**Task to carry out**
State how many lines of the entries below contain the string "boxes". Reply with the number alone.

═══ Record list

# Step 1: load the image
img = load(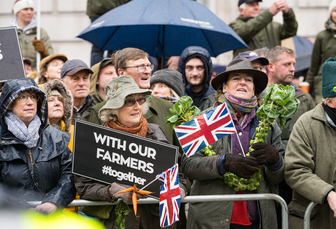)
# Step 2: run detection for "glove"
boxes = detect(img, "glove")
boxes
[250,143,279,166]
[33,39,49,56]
[223,154,258,179]
[27,71,38,80]
[110,182,147,204]
[179,188,185,202]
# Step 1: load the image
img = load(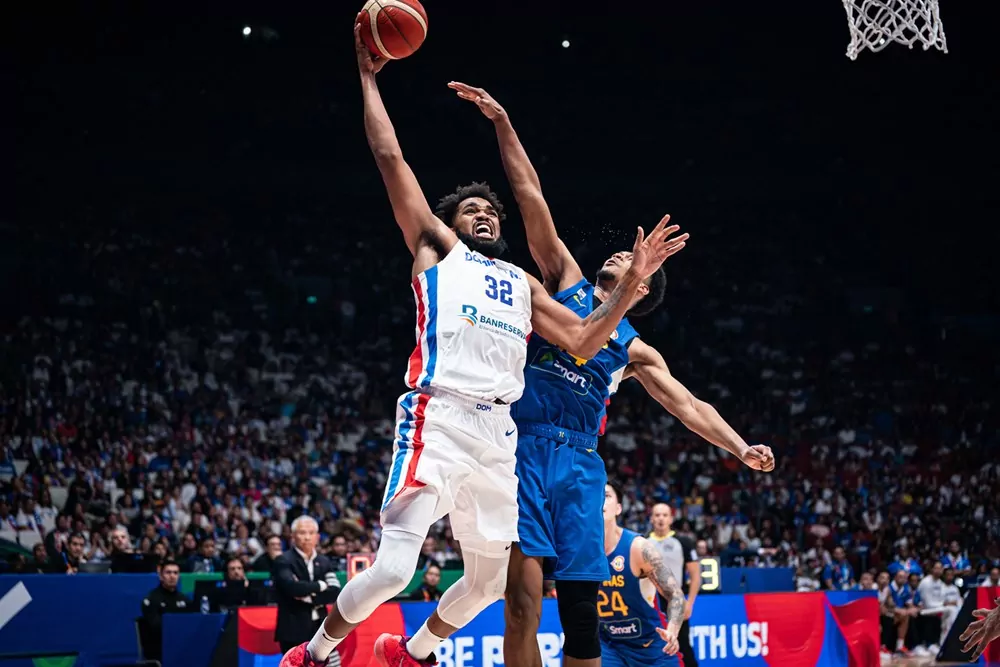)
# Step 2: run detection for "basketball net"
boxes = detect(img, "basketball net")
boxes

══════

**Exercise answer**
4